Named object pointing entries
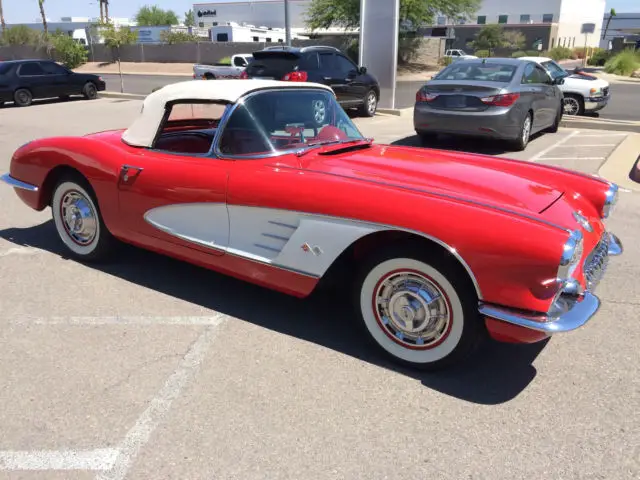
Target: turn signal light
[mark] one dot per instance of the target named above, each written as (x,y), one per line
(422,96)
(295,77)
(504,100)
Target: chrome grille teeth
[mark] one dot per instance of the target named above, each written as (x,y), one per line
(596,263)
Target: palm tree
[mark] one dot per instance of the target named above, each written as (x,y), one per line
(44,17)
(4,25)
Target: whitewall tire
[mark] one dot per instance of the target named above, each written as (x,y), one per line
(417,311)
(78,221)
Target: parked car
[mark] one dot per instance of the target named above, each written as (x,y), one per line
(503,98)
(488,246)
(22,81)
(457,54)
(354,86)
(203,71)
(582,93)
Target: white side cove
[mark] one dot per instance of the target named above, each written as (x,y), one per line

PROBLEM REQUIREMENTS
Turn every line of the listing above into a numbered list. Skip blank lines and leave out the pictures.

WRITTEN SOLUTION
1. Target: turn signal light
2. [mark] one dot per instance of the target named above, each written as (x,y), one per line
3. (422,96)
4. (295,77)
5. (504,100)
6. Target: chrome grille teeth
7. [mark] one dot per instance of the target named above, each written as (x,y), one per line
8. (596,263)
9. Target: palm tree
10. [mark] one dot per instance of the target named above, each written as (x,y), one per line
11. (44,17)
12. (4,25)
13. Target: whitewall tire
14. [mark] one dot per instance of the target named above, each written as (x,y), one per line
15. (417,311)
16. (78,221)
17. Target: parked car
18. [mark] one dot per instance of the target named above, each written as (x,y), one per line
19. (503,98)
20. (488,246)
21. (22,81)
22. (457,54)
23. (354,86)
24. (203,71)
25. (582,93)
26. Target: white side cove
27. [mark] one dot per instance of the target named above, each written as (x,y), one per line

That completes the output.